> [Set exercise]:
Extend the excerpt on configuring SCVK with SaladCloud, picking up right after its final sentence.

> [Excerpt]:
>> start
For development you can build it without a container and run in the foreground for testing.

Normally you will be running the SCVK image in the K8s cluster it is serving but this is not a requirement. It need access to the K8s control plane network to listen for events and to the provider API endpoint.

## VK Configuration Considerations

The plan is to run a single SCVK that uses SCE as its provider. The namespace that the VK runs in is not critical, your usual policies for determining that. Probably a good idea to use a separate namespace, we’ll use “sce” here.

Credentials are normally required for the backend provider connection. For SaladCloud that is an API Key, an Organization Name and a Project Name. As SCVK is completely configured via command-line options the API key will also be passed in this manner.
>> end
> [Data entries]:
>> start
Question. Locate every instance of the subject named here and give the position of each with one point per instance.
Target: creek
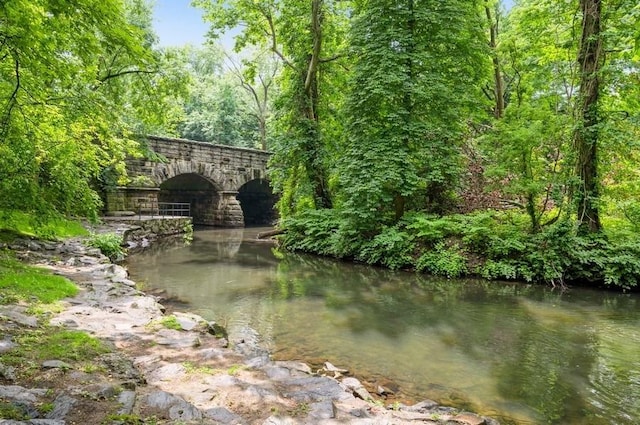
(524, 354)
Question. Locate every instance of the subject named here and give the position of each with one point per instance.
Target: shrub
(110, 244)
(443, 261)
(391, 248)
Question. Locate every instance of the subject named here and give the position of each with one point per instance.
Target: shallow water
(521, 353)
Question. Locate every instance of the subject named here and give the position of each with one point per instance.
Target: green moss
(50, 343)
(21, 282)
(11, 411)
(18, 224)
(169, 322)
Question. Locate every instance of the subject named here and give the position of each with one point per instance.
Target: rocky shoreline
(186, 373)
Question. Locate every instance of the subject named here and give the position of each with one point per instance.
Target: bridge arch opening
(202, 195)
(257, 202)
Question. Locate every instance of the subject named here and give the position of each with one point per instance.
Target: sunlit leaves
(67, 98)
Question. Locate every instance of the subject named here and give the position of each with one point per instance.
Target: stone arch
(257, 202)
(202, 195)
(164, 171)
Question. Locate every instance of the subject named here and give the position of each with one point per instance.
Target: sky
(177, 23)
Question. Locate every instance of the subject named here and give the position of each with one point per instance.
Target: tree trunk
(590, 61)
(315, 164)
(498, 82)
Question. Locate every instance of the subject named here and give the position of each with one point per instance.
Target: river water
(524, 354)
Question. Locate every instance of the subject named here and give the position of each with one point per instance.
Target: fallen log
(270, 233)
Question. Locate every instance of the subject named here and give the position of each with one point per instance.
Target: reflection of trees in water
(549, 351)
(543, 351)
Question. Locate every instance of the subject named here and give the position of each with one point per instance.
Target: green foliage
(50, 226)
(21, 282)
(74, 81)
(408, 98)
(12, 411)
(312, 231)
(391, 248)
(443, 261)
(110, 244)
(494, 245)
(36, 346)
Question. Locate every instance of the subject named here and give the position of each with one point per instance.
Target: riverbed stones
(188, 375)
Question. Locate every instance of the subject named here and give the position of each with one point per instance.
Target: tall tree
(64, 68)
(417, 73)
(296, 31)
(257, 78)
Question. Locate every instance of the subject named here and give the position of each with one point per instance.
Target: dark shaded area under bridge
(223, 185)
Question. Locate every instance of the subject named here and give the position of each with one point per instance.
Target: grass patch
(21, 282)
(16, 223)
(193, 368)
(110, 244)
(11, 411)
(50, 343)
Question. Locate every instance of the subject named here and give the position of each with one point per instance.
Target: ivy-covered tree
>> end
>> start
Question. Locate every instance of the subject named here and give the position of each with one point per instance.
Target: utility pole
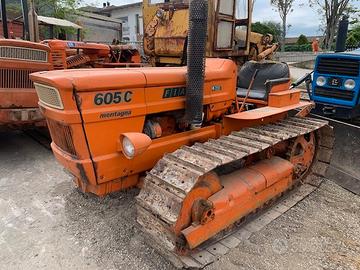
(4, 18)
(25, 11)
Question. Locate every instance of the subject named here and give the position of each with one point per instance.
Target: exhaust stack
>> end
> [Task result]:
- SCE creds
- API Key - an API key is specific to an SCE user account and may be configured for multiple organizations
- Organization Name
- Project Name - an SCVK instance only uses a single provider, available in the Portal web UI

The SCVK Github repo contains a deployment Helm chart that has a number of configurable items, normally only a few are used:

- provider.nodename
- name

SCVK hard-codes a primary taint key: [virtual-kubelet.io/provider](http://virtual-kubelet.io/provider)=saladcloud. This can be augmented by adding taints manually, or preferably modifying SCVK to accept other key=value pairs.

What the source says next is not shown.